#### Cosa farai:
a) Puoi riscrivere in forma più breve il paragrafo del testo sul progetto Landless Men che inizia con "Il progetto qui presentato punta al piccolo", mantenendone i fatti principali?
b) Trascrivi senza modifiche la parte del testo sul progetto Landless Men che comincia con "Il progetto Landless" e prosegue fino a "la nostra indifferenza.".

#### Testo del documento:

Landless Men

Landless Men

Il progetto Landless men – Uomini senza terra vuole tentare di aprire uno spiraglio sull’identità del migrante/rifugiato utilizzando uno strumento come la fotografia che per sua natura è un linguaggio diretto, privo di intermediazione e quindi universalmente “leggibile”. La realtà del migrante, è invece oggi più che mai sconosciuta nebulosa e strumentalizzata. Ogni giorno i mezzi di informazione ci aggiornano sulla situazione a larga scala: come si muovono i differenti flussi, quali sono i confini sotto pressione, il numero dei decessi, gli esiti dell’ennesima riunione di emergenza della Comunità Europea, gli egoismi nazionalistici e la generosità dei singoli. Ma i migranti rimangono sullo sfondo, comparse, se ne parla senza in realtà conoscerli quasi che mantenere questa distanza possa renderli meno umani e quindi giustificare nel migliore dei casi la nostra indifferenza.
Il progetto qui presentato punta al piccolo, al dettaglio, alla singola storia innanzitutto per conoscere e poi magari per capire quello che ai più per ora sfugge. L’intento è dare uno strumento in più per ragionare su quello che sta succedendo fuori dalla porta di casa partendo da chi è arrivato in Italia e si trova ora in un “limbo”, in attesa di un permesso, di un lavoro, di un luogo in cui riprendere a vivere.

#### Dati mostrati:

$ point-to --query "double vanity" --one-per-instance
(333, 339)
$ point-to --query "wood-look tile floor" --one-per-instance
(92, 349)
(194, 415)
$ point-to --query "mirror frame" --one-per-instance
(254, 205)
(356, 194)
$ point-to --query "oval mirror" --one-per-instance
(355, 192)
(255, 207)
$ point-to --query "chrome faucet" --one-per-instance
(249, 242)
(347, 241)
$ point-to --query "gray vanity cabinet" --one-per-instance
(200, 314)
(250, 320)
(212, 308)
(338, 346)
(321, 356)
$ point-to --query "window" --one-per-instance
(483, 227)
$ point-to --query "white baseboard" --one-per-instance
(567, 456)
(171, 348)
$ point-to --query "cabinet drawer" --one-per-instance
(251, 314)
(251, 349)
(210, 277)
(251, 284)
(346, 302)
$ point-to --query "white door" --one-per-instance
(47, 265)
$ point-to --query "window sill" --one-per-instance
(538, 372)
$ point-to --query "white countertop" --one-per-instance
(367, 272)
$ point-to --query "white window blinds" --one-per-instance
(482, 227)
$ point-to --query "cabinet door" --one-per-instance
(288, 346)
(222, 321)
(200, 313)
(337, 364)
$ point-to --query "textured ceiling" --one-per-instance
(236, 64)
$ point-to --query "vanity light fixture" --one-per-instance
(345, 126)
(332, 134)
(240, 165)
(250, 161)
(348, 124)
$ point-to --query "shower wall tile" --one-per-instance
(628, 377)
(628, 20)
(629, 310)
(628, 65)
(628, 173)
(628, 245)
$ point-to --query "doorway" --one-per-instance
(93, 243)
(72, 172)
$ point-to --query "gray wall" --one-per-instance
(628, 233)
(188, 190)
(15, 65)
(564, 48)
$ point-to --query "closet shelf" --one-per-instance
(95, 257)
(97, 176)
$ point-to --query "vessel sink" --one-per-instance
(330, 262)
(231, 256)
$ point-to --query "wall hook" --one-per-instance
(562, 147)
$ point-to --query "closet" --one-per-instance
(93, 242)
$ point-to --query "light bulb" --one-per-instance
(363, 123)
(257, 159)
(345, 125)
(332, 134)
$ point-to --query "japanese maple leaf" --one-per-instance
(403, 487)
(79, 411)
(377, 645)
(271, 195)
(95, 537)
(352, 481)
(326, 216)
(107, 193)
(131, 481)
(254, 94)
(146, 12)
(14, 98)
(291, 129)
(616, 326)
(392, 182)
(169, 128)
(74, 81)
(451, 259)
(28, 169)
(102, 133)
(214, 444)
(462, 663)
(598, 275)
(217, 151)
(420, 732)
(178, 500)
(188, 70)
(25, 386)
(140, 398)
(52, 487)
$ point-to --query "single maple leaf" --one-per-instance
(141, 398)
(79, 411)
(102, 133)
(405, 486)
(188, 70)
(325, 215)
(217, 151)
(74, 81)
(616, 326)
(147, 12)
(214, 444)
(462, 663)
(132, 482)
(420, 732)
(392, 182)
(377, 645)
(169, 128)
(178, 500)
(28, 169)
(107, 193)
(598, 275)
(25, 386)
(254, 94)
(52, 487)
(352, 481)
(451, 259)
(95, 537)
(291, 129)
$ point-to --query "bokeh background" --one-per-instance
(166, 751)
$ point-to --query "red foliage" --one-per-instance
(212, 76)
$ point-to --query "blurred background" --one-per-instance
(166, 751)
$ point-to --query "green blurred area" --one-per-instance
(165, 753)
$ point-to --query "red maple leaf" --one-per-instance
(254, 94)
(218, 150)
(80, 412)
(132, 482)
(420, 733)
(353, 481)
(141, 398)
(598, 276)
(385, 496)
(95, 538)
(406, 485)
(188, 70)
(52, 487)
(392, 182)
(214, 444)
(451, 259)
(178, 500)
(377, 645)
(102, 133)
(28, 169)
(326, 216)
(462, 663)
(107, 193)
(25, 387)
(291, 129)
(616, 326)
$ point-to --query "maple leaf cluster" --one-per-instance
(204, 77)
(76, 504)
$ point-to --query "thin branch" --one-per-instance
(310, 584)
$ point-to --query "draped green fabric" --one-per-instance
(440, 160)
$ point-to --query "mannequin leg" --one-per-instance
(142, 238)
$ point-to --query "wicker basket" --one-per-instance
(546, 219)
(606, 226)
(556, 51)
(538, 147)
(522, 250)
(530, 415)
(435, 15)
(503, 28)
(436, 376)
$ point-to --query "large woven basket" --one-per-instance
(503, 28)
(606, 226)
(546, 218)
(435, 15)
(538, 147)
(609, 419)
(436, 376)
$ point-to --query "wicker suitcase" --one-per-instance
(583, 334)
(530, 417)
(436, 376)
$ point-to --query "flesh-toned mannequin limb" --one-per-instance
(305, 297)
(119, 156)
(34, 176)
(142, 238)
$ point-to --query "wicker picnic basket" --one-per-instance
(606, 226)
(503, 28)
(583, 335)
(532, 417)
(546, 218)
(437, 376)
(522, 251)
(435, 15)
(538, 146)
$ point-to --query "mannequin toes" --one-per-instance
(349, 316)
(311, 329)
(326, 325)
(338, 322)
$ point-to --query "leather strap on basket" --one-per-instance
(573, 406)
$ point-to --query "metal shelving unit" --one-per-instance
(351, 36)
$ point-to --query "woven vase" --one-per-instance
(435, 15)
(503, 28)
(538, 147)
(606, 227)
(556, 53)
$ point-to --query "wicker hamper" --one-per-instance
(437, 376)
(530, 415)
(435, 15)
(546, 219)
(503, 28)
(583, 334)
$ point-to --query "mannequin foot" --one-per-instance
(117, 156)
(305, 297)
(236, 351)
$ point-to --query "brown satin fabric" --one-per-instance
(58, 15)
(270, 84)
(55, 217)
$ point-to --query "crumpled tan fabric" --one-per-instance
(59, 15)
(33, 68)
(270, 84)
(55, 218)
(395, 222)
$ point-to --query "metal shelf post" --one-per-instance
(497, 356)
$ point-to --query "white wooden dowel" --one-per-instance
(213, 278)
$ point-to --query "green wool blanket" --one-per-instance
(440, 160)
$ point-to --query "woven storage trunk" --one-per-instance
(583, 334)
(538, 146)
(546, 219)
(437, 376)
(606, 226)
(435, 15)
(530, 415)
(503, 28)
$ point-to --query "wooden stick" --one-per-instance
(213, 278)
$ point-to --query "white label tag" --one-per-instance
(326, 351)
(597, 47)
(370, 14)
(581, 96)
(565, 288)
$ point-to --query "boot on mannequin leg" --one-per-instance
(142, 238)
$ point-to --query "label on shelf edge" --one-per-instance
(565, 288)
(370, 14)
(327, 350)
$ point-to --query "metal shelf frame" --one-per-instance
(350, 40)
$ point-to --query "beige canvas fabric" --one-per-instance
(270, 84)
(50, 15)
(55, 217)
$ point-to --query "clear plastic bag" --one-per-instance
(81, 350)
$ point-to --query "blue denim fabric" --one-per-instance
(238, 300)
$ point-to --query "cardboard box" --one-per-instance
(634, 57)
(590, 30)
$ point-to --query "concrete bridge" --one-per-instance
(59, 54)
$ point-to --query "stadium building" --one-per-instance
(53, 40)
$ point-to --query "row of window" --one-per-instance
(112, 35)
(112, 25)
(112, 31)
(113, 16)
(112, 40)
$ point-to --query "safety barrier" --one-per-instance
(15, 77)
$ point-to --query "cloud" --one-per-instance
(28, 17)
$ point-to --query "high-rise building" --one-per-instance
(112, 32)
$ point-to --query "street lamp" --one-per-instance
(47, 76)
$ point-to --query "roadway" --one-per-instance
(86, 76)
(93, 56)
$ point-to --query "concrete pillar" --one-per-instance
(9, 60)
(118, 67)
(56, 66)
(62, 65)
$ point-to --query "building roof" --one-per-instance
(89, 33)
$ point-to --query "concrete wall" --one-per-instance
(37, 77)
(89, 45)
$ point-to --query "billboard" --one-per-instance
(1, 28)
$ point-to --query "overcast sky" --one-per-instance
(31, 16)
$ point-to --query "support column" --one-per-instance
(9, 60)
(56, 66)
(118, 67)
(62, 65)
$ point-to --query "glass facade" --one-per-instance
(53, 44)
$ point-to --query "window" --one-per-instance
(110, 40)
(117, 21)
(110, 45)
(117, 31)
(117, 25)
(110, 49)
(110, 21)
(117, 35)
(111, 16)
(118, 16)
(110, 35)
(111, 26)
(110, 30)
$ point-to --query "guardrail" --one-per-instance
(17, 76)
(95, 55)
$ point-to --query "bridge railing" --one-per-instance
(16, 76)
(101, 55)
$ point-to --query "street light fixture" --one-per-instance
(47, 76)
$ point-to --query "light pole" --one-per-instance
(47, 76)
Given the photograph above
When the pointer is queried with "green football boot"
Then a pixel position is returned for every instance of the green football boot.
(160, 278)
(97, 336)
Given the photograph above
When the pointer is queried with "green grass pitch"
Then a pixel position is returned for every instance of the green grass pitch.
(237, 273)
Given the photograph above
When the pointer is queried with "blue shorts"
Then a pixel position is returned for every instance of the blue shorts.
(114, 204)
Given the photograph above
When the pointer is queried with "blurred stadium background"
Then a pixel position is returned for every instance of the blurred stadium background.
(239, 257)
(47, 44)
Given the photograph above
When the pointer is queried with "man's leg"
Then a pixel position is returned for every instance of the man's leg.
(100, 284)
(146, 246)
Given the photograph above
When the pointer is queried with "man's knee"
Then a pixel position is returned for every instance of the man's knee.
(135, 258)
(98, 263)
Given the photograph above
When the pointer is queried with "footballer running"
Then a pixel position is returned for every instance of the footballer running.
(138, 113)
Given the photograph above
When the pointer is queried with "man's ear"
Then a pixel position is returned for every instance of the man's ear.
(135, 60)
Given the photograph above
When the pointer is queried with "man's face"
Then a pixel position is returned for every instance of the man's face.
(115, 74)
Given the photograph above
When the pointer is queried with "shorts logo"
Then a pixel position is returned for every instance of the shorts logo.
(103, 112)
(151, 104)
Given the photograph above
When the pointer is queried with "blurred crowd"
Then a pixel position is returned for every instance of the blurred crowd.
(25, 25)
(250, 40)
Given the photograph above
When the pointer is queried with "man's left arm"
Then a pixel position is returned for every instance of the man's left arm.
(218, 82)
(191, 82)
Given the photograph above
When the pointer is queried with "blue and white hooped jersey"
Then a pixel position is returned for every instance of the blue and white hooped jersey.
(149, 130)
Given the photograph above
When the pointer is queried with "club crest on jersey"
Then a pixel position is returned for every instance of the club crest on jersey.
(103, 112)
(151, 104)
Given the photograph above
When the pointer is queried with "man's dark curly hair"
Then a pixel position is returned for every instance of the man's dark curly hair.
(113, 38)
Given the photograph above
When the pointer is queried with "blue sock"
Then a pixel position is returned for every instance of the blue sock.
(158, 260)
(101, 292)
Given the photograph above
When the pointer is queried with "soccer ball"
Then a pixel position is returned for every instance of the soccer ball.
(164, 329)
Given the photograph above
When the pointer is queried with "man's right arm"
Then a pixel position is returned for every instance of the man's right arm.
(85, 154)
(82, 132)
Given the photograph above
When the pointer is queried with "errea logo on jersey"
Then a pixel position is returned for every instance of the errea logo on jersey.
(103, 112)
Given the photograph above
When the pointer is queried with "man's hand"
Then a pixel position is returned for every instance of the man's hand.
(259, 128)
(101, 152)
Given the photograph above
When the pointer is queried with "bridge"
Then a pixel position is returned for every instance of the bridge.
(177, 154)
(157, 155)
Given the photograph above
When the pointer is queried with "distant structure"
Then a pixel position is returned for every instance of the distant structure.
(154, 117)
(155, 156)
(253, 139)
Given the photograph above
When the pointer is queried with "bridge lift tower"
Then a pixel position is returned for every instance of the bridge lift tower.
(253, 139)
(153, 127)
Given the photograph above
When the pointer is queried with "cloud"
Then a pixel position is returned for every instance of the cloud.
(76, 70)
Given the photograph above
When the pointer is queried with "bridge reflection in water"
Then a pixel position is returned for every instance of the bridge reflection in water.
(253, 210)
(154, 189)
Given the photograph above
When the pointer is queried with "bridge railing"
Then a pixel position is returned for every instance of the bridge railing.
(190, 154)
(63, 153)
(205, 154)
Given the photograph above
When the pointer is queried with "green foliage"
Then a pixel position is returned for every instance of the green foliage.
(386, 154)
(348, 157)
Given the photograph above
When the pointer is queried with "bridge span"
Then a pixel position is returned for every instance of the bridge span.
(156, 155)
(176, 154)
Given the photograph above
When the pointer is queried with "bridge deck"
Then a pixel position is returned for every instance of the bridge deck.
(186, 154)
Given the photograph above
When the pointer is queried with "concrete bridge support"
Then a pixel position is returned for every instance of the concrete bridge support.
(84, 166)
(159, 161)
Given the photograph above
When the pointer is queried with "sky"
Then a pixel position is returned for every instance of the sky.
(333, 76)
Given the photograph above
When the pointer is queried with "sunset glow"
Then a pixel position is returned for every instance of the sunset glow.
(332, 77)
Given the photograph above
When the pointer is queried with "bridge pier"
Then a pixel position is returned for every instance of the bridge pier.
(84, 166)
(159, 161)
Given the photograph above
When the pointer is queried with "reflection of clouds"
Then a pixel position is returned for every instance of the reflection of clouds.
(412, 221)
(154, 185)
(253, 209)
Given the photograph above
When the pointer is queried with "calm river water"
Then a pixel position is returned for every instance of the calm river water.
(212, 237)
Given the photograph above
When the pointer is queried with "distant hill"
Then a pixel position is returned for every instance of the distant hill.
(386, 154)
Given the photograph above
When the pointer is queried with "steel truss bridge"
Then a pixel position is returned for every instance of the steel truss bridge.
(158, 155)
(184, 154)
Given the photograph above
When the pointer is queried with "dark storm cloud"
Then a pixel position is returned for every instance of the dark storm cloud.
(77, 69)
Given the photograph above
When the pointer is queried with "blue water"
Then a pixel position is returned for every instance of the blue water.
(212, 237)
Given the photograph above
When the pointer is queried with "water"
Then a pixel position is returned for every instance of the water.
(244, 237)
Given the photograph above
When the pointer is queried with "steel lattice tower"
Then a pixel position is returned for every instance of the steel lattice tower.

#### Soluzioni dei compiti:
a) Il progetto si concentra sul dettaglio e sulle singole storie, prima per conoscere e poi per capire ciò che ai più ancora sfugge. Vuole offrire uno strumento in più per riflettere su quanto accade vicino a noi. Parte da chi è arrivato in Italia e vive ora in un "limbo", in attesa di un permesso, di un lavoro o di un luogo in cui riprendere a vivere.

b)
Il progetto Landless men – Uomini senza terra vuole tentare di aprire uno spiraglio sull’identità del migrante/rifugiato utilizzando uno strumento come la fotografia che per sua natura è un linguaggio diretto, privo di intermediazione e quindi universalmente “leggibile”. La realtà del migrante, è invece oggi più che mai sconosciuta nebulosa e strumentalizzata. Ogni giorno i mezzi di informazione ci aggiornano sulla situazione a larga scala: come si muovono i differenti flussi, quali sono i confini sotto pressione, il numero dei decessi, gli esiti dell’ennesima riunione di emergenza della Comunità Europea, gli egoismi nazionalistici e la generosità dei singoli. Ma i migranti rimangono sullo sfondo, comparse, se ne parla senza in realtà conoscerli quasi che mantenere questa distanza possa renderli meno umani e quindi giustificare nel migliore dei casi la nostra indifferenza.